## begin MATERIAL SUPPLIED

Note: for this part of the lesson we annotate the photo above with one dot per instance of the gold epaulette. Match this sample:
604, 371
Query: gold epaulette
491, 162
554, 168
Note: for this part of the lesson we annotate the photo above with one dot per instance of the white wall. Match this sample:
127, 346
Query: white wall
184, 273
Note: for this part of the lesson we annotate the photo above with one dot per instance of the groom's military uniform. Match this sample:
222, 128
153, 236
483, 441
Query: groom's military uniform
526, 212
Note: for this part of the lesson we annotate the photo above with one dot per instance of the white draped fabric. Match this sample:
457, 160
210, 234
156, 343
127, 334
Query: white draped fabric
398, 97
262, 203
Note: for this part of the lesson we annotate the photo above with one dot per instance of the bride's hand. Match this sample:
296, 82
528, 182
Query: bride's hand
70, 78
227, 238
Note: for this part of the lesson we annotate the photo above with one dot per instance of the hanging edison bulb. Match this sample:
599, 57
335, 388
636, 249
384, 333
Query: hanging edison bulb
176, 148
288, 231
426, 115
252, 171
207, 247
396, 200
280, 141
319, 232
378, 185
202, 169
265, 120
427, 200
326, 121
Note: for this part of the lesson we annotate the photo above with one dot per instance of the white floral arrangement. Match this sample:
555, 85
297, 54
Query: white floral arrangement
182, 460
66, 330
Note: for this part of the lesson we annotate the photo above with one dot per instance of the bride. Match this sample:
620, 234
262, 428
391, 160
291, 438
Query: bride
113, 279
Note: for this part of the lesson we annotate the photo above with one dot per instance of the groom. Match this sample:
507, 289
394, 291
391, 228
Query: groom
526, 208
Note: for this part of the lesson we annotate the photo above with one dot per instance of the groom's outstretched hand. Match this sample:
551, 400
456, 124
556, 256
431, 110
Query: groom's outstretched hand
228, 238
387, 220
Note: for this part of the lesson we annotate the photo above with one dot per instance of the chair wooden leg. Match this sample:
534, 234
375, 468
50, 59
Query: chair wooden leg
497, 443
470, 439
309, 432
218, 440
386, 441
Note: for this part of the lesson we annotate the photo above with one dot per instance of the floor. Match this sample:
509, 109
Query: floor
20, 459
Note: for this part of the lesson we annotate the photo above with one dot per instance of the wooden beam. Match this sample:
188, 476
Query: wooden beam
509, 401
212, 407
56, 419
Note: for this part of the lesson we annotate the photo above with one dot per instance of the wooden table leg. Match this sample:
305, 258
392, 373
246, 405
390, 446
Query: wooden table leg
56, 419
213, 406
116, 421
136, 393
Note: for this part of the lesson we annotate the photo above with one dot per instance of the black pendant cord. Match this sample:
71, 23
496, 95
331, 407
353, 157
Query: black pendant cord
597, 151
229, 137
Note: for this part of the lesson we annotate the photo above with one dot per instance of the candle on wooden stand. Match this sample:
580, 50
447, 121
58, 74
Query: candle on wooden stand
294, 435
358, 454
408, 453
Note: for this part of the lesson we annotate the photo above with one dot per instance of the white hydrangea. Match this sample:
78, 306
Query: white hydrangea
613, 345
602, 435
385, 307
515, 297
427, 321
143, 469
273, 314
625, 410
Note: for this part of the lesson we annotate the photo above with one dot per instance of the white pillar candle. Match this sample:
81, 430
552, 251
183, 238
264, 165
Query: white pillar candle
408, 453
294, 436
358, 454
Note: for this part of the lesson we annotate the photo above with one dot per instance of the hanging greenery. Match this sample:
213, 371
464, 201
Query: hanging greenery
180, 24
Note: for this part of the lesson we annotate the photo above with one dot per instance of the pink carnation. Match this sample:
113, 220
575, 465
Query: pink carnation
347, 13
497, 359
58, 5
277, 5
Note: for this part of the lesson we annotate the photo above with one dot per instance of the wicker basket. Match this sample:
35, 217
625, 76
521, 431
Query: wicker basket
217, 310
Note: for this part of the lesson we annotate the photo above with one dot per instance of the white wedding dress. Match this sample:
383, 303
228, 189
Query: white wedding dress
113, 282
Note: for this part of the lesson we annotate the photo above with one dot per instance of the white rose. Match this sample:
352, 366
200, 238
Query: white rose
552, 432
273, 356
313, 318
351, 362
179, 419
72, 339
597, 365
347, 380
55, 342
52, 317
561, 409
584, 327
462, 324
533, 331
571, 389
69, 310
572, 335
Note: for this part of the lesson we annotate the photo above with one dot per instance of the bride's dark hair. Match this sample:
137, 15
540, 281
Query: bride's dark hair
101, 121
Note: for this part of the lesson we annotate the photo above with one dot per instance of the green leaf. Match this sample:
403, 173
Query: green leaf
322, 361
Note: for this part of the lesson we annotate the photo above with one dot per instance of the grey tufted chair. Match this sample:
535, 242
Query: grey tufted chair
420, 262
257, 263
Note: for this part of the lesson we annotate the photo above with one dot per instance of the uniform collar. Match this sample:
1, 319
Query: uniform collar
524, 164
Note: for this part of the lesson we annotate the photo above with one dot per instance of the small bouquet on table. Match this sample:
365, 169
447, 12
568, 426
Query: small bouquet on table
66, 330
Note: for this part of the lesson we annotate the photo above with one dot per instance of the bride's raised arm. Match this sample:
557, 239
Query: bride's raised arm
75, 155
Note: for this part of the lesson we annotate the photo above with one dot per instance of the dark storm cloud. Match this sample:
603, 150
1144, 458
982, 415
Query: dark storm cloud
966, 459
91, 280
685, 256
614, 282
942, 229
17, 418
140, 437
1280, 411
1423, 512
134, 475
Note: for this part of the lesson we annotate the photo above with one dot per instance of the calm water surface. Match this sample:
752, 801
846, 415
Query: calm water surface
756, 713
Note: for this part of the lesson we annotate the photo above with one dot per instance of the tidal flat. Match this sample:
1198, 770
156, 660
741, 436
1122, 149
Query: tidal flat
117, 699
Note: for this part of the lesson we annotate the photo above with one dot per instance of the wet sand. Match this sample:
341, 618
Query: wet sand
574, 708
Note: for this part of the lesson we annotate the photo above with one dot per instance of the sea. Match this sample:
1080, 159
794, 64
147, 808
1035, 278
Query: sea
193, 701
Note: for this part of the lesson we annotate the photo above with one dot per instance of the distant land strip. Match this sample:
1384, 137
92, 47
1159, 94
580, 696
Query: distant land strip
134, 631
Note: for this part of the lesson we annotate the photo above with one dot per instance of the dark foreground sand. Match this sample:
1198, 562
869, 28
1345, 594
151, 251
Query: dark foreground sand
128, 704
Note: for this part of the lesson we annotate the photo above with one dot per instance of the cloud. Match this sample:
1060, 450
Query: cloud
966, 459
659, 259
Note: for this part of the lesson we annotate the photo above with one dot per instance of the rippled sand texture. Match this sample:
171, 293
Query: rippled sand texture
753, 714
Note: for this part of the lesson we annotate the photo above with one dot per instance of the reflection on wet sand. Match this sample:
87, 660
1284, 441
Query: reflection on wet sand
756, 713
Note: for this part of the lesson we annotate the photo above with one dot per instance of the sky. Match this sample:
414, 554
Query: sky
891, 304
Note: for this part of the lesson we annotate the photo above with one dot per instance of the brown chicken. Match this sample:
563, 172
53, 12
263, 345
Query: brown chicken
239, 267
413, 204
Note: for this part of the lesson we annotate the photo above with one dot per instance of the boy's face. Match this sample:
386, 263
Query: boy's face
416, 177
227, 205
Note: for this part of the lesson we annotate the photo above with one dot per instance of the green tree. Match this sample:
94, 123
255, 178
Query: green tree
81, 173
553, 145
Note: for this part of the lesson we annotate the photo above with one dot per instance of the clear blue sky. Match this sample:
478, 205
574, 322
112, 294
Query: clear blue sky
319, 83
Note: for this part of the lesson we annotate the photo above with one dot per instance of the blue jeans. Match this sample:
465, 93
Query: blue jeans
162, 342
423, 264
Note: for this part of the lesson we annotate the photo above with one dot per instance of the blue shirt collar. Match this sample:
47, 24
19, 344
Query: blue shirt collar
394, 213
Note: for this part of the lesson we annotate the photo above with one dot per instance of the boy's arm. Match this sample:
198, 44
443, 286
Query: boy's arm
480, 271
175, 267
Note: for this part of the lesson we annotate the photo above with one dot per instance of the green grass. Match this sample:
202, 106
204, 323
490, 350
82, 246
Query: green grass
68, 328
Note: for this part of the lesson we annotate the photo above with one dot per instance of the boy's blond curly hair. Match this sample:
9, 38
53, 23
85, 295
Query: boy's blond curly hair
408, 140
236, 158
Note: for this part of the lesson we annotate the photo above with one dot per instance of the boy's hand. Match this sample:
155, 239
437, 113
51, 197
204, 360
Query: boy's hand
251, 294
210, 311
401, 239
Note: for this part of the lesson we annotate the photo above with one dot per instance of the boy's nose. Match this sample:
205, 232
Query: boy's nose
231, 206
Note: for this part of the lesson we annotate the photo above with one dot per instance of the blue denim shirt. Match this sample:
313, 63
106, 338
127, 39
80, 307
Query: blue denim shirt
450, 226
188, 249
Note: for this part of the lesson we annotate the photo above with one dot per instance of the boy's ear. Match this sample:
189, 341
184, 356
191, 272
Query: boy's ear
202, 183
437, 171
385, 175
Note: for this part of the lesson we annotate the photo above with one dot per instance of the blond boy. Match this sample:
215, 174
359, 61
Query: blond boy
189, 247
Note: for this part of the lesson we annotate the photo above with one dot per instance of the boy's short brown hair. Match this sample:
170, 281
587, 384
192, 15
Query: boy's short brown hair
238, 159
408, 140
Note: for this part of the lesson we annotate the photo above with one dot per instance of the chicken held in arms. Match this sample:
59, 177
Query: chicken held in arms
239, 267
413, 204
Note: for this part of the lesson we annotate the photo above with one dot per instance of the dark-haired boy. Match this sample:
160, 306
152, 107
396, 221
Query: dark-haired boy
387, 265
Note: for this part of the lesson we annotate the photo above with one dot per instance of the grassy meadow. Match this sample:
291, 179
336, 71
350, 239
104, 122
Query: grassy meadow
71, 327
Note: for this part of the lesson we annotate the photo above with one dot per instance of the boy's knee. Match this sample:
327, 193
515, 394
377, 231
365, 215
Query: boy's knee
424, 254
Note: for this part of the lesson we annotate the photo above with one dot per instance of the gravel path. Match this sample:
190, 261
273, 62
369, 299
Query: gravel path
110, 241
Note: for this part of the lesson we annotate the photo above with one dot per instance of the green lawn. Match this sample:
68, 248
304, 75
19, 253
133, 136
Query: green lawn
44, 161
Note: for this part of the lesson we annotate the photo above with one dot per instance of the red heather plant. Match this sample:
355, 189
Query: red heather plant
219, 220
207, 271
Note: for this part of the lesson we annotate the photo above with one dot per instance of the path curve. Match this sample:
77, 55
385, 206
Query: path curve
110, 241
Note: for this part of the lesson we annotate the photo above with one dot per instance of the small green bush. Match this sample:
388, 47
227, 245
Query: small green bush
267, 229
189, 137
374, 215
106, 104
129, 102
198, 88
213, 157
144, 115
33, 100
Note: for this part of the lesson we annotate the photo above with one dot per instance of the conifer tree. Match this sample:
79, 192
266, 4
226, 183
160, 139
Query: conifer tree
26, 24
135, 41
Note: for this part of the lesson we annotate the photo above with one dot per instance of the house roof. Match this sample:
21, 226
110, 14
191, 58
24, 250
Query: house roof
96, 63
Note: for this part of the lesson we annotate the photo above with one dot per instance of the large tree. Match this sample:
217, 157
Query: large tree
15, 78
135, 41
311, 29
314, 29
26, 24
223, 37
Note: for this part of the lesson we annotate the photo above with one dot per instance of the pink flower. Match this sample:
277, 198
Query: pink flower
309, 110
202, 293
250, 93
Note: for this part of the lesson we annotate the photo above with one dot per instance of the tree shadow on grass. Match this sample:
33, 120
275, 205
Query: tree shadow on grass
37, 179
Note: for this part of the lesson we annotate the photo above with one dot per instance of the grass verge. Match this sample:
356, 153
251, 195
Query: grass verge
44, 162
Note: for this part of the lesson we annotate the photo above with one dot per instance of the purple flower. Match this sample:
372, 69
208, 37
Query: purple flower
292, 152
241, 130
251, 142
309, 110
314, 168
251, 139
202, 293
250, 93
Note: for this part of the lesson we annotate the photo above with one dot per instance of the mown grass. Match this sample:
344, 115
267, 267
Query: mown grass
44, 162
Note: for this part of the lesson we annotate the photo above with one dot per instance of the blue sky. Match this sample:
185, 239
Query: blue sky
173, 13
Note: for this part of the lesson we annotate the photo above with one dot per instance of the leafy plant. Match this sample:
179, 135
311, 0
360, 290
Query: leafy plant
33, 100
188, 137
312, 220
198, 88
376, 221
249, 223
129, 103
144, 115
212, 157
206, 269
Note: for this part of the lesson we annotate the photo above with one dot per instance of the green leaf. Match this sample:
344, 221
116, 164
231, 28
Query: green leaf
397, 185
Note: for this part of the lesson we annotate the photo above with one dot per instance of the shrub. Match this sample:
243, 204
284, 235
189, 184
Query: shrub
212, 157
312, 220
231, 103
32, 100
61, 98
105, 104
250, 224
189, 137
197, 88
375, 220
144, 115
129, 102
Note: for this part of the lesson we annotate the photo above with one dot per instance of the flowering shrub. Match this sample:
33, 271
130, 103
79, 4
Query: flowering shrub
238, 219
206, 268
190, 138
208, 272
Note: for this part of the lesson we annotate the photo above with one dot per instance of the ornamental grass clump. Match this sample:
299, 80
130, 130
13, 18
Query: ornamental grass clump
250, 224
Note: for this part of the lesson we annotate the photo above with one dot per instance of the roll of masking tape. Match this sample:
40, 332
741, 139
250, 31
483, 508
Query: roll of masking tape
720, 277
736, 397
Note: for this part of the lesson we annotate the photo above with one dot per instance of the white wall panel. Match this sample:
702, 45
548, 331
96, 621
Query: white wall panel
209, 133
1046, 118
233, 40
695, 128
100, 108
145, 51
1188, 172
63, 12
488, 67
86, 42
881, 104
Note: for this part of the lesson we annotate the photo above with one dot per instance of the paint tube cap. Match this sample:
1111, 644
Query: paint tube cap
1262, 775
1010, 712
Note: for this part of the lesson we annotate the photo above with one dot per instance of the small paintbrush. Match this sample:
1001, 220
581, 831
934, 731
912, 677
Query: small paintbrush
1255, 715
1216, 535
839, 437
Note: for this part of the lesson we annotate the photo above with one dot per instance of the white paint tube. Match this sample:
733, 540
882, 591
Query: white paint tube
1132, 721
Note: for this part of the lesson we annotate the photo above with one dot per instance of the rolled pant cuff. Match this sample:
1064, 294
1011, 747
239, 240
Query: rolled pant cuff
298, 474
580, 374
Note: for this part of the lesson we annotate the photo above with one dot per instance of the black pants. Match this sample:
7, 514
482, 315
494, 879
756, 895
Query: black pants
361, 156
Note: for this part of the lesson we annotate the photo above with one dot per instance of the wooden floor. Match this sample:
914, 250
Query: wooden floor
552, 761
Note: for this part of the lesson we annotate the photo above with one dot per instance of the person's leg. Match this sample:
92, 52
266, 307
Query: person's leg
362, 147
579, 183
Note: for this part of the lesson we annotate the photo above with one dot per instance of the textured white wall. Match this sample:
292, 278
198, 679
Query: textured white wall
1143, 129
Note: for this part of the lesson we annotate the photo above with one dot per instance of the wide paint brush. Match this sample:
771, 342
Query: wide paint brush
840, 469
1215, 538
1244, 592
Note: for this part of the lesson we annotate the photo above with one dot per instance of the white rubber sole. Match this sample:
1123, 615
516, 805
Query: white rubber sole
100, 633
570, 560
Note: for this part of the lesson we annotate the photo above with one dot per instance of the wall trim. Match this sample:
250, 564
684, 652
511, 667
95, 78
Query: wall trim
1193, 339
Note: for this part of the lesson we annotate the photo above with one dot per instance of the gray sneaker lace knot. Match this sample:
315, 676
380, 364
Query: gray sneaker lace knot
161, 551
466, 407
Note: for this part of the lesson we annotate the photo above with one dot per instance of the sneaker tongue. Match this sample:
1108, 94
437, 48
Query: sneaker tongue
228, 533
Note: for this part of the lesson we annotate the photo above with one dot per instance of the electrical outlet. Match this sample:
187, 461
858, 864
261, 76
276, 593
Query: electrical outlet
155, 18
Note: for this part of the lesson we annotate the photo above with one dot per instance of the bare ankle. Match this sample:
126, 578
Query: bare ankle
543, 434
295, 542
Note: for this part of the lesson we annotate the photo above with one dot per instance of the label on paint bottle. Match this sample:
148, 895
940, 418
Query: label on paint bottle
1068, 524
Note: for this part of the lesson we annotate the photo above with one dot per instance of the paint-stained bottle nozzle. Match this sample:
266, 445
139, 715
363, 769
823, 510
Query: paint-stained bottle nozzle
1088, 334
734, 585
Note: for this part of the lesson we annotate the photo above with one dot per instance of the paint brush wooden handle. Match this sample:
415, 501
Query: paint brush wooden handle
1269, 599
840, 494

## end MATERIAL SUPPLIED

- **WORK TO BE COMPLETED**
Give back exactly the lines beginning at the one with "of the bare" and ending at the final line of the material; both boundary lines belong in it.

- **THE SOLUTION**
Note: for this part of the lesson we annotate the photo above with one dot per instance of the bare ankle. Match this sample:
126, 578
Query: bare ankle
543, 434
295, 542
Note: for this part of the lesson we annotate the photo above with one dot per instance of the label on paint bottle. Match this sample:
148, 895
940, 418
Query: label on paint bottle
1068, 524
Note: for this part of the lesson we annotate the photo above with one dot per instance of the paint-stained bottle nozzle. Match this sample:
266, 445
139, 715
363, 769
823, 510
Query: paint-stained bottle nozzle
1088, 334
734, 585
Note: for this part of the lesson we annotate the photo above with one dot per instance of the paint brush wooden handle. Match this sample:
415, 501
Query: paint brush wooden handle
1269, 599
840, 494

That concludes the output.